---- SUPPLIED RECORDS

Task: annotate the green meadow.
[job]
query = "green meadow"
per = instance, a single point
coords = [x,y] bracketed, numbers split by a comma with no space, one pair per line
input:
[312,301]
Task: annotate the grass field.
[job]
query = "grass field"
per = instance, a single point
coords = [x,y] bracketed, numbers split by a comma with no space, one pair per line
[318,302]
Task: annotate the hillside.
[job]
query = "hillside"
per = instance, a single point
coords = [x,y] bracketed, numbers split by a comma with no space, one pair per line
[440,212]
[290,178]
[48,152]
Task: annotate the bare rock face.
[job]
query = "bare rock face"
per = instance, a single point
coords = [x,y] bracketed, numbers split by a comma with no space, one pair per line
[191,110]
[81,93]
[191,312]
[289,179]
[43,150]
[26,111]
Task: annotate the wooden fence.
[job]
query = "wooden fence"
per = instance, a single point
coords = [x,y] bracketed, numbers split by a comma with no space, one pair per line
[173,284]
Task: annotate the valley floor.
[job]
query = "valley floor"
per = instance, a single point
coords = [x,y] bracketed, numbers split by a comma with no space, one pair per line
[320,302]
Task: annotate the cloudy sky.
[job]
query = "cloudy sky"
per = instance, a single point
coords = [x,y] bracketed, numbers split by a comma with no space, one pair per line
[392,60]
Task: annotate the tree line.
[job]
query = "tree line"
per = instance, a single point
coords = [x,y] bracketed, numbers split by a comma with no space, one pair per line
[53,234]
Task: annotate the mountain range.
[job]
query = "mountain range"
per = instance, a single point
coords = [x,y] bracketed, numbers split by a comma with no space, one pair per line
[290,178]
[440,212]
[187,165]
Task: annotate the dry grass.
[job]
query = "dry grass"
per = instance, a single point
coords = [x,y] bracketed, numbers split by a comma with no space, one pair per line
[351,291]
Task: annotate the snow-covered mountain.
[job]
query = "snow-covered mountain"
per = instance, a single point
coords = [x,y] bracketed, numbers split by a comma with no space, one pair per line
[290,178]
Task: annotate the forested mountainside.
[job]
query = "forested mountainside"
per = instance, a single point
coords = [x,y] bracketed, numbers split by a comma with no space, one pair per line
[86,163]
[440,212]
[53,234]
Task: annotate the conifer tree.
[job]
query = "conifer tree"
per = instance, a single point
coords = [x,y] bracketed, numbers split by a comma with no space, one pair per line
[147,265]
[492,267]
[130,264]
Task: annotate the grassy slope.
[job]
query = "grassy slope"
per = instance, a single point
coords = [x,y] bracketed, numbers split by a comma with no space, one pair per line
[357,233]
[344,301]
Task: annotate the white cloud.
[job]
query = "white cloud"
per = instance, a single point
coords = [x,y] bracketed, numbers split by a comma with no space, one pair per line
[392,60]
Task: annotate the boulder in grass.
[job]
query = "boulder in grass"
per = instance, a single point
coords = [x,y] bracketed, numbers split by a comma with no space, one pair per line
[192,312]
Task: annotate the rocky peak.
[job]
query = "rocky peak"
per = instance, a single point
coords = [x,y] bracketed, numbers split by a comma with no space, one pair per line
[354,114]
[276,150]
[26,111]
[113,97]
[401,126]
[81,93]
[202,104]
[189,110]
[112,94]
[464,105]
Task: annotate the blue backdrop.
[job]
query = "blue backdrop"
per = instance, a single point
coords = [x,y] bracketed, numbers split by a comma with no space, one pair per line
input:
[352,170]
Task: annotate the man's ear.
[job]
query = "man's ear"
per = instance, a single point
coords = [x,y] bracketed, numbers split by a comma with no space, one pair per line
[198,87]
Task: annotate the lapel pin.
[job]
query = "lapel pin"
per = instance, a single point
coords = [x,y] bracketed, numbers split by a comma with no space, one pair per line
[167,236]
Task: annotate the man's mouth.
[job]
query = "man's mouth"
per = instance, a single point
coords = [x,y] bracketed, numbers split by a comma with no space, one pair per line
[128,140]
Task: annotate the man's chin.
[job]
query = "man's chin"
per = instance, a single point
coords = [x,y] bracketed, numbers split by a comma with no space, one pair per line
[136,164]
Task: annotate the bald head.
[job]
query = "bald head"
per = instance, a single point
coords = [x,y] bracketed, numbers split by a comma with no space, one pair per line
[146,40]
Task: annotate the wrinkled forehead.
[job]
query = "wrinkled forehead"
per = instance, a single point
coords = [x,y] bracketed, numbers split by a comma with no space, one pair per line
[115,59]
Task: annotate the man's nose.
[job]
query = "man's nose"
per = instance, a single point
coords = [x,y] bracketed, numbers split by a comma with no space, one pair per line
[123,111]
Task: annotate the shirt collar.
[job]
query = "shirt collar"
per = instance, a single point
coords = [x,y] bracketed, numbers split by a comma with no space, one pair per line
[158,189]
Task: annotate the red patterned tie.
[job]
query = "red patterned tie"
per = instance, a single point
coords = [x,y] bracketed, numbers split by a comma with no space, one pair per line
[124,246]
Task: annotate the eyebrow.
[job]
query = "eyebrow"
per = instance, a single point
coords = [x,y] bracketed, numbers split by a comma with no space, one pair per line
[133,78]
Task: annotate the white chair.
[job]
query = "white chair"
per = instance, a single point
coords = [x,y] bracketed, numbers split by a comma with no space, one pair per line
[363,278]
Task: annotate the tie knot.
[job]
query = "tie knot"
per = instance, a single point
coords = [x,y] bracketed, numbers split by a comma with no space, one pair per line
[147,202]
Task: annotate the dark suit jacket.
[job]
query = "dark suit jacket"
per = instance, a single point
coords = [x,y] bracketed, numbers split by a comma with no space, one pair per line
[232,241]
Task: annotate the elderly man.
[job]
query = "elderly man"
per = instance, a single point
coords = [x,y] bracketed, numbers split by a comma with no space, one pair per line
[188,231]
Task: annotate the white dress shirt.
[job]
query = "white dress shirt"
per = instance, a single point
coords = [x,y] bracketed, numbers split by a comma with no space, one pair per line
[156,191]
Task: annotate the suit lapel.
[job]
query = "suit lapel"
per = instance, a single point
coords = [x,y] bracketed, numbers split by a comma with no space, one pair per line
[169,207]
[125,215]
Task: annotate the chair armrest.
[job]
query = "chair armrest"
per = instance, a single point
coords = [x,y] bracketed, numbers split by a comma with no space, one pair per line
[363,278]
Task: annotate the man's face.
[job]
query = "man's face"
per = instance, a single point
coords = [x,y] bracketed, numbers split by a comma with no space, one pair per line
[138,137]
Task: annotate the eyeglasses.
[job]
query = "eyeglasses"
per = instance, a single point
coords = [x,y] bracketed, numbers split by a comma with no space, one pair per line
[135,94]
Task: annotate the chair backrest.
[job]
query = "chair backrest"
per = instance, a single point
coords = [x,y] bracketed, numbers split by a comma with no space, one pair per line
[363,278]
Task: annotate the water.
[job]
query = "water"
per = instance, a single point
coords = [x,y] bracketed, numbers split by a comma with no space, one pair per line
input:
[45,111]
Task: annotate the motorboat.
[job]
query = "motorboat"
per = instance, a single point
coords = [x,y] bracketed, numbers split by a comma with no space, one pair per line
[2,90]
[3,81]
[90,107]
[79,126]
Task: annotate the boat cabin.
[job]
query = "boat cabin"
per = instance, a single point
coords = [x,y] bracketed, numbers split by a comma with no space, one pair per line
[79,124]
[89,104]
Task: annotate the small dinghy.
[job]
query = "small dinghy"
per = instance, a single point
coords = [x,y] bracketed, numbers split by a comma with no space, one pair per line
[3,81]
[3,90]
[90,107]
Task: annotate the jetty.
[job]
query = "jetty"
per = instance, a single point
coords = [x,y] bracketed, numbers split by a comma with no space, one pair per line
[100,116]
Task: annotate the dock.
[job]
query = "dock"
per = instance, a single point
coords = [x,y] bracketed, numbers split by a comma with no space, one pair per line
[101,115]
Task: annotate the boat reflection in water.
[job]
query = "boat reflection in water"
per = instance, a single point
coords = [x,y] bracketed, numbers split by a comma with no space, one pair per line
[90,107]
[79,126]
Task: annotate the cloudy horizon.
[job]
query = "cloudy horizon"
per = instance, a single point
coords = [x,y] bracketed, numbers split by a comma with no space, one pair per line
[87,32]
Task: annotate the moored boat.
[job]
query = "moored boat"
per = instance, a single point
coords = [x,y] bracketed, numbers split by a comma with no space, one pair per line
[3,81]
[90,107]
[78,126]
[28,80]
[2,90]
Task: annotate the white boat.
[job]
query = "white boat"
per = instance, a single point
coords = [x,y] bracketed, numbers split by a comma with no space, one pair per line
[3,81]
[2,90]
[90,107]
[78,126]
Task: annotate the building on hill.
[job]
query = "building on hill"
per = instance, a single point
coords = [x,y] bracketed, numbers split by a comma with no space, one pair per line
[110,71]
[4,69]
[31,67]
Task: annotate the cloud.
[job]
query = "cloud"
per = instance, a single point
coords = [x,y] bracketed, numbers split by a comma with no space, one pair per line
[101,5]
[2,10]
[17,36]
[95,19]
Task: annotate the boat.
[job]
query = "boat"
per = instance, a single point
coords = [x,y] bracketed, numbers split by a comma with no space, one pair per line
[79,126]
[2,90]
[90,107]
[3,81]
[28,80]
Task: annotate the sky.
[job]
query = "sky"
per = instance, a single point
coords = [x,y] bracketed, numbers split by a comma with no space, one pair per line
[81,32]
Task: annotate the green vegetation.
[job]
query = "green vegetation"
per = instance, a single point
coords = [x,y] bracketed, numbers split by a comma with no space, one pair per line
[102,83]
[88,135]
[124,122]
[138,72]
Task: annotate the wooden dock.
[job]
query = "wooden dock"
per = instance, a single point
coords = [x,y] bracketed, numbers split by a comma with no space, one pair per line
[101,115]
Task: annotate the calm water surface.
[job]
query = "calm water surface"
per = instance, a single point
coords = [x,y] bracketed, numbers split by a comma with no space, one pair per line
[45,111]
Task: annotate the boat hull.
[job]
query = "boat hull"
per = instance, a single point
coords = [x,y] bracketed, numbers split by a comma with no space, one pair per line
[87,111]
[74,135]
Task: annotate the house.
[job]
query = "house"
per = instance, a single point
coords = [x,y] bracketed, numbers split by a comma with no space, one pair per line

--------

▶ **PROMPT**:
Starting at the line that contains "Task: annotate the calm water surface.", print every line through the end of the listing, word for word. Leave out all the rest.

▶ **FINAL RESULT**:
Task: annotate the calm water surface.
[job]
query = "calm water surface"
per = instance, a single point
coords = [x,y] bracketed, numbers split by a comma with no space, one pair per line
[45,111]
Task: annotate the boat hull.
[job]
query = "boat hull"
per = instance, a single point
coords = [x,y] bracketed, numbers split by a comma with no space, one pair per line
[87,111]
[74,135]
Task: annotate the house.
[job]
query = "house"
per = instance, a single point
coords = [x,y] bracketed, numbers split by a comma with no space, one pair per line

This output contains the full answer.